### DIRECTION
Copy out the rows from the line containing "task: segment each instance of the red sock" to the line containing "148L136 147L136 142L137", both included, without changing a character.
++++++++
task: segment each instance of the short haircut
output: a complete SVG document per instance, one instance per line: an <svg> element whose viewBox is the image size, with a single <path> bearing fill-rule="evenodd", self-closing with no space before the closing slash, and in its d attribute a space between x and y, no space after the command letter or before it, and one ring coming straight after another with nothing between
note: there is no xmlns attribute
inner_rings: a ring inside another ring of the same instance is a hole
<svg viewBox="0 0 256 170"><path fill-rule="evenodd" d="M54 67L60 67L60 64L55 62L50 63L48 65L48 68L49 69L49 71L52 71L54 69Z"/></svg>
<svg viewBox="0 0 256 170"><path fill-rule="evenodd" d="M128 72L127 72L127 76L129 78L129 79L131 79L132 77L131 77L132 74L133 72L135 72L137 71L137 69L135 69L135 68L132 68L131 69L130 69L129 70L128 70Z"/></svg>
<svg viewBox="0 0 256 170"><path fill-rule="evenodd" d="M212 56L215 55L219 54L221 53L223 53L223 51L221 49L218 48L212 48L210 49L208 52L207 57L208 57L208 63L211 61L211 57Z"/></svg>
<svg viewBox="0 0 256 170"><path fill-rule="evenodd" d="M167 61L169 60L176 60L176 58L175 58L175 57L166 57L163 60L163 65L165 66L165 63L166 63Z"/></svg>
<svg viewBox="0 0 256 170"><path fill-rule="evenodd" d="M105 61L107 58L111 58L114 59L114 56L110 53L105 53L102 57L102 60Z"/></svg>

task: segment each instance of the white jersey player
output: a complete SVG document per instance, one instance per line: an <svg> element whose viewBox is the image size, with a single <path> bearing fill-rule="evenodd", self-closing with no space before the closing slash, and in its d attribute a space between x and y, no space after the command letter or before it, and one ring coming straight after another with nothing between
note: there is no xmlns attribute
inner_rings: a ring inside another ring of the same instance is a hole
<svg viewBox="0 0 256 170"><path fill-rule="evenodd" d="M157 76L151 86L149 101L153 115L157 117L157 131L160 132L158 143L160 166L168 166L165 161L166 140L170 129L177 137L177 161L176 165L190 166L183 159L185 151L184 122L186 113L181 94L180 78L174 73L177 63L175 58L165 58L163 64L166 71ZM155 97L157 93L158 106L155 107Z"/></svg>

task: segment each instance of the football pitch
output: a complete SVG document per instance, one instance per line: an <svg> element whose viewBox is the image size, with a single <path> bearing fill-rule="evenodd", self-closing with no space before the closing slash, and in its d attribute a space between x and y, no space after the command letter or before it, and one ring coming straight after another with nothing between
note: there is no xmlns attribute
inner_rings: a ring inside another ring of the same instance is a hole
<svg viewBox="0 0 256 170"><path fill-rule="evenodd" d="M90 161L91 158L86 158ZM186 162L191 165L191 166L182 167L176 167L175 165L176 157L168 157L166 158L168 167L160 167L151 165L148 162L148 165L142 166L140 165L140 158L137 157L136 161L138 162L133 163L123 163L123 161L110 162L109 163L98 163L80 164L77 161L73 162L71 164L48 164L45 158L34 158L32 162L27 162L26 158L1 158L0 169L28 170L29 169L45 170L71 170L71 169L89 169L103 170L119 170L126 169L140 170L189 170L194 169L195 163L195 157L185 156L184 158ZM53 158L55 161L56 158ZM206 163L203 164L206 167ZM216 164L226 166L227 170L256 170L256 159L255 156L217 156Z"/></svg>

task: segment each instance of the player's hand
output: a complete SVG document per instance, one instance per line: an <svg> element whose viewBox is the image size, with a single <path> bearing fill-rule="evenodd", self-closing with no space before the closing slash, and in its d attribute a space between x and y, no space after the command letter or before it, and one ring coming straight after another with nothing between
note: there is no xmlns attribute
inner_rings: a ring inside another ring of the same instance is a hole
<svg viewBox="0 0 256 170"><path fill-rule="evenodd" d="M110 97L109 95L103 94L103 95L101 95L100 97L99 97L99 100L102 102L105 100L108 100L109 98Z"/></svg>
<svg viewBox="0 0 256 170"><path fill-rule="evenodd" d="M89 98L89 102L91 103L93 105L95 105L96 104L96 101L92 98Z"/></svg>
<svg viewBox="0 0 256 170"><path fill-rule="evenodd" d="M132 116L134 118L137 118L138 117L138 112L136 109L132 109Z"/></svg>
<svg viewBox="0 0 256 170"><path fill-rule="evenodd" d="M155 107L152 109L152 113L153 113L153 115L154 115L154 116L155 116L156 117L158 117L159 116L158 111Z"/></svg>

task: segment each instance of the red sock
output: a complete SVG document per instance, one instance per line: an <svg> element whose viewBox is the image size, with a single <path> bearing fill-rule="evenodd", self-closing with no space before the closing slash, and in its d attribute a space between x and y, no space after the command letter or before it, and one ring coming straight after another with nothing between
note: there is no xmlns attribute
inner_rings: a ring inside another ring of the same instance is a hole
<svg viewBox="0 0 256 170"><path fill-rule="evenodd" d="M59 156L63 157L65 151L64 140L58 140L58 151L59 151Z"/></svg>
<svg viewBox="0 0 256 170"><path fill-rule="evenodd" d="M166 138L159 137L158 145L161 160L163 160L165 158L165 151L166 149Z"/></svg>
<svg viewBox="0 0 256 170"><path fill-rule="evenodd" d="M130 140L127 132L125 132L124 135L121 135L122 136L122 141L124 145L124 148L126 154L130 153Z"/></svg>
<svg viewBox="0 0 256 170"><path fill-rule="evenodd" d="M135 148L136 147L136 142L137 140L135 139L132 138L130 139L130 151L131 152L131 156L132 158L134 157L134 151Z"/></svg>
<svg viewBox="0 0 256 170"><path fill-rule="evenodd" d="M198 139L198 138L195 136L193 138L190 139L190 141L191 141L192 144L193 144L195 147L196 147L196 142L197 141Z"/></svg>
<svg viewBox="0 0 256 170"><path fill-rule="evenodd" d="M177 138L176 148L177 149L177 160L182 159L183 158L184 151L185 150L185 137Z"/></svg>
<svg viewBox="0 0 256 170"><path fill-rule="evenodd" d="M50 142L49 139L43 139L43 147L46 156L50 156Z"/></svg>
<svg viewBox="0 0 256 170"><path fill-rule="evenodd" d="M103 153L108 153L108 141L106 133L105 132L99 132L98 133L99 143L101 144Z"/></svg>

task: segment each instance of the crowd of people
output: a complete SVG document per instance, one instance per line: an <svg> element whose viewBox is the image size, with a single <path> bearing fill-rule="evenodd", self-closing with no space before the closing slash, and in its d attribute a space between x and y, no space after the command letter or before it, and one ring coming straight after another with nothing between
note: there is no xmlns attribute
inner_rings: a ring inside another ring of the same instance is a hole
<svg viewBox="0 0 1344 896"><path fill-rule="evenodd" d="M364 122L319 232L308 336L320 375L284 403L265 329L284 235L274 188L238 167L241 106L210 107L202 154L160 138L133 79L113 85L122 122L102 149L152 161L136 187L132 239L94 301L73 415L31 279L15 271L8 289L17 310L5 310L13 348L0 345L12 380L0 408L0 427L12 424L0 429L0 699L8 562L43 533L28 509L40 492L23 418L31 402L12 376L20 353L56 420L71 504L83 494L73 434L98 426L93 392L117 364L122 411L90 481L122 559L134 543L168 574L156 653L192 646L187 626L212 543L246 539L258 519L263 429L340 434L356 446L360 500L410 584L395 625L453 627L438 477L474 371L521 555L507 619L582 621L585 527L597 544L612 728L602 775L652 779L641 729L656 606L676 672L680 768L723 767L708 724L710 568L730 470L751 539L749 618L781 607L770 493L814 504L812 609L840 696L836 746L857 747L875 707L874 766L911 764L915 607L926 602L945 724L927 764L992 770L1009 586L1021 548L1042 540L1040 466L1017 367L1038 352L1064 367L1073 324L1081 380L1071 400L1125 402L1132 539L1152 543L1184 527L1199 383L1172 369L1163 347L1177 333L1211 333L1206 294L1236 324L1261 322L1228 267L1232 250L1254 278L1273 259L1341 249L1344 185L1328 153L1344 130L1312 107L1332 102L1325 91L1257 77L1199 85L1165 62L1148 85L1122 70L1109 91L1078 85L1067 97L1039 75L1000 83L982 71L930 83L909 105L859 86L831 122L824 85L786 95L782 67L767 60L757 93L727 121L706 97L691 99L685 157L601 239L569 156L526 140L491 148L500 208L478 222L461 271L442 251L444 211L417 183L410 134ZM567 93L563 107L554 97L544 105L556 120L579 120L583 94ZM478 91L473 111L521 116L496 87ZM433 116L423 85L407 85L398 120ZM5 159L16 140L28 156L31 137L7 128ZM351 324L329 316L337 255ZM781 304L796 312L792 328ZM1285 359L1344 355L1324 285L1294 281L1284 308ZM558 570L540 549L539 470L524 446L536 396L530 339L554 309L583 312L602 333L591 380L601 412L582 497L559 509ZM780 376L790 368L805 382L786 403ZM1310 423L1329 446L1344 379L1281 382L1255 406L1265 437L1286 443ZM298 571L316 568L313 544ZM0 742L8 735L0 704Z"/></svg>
++++++++
### COMPLETE RESPONSE
task: segment each instance of the red sock
output: a complete SVG document per instance, one instance per line: an <svg> element whose viewBox is the image size, with a single <path> bearing fill-rule="evenodd", self-closing with no space before the closing slash, and in its d attribute a space between x and y, no space after the command letter or before it, and one ring coming straight after another with nothing between
note: there is no xmlns attribute
inner_rings: a ring inside another ring of the same instance is a hole
<svg viewBox="0 0 256 170"><path fill-rule="evenodd" d="M59 156L63 157L65 151L64 140L58 140L58 151L59 151Z"/></svg>
<svg viewBox="0 0 256 170"><path fill-rule="evenodd" d="M166 138L159 137L158 145L161 160L163 160L165 158L165 151L166 149Z"/></svg>
<svg viewBox="0 0 256 170"><path fill-rule="evenodd" d="M130 140L127 132L125 132L124 135L121 135L122 136L122 141L124 145L124 148L126 154L130 153Z"/></svg>
<svg viewBox="0 0 256 170"><path fill-rule="evenodd" d="M135 148L136 147L136 142L137 140L135 139L132 138L130 139L130 151L131 152L131 156L132 158L134 157L134 151Z"/></svg>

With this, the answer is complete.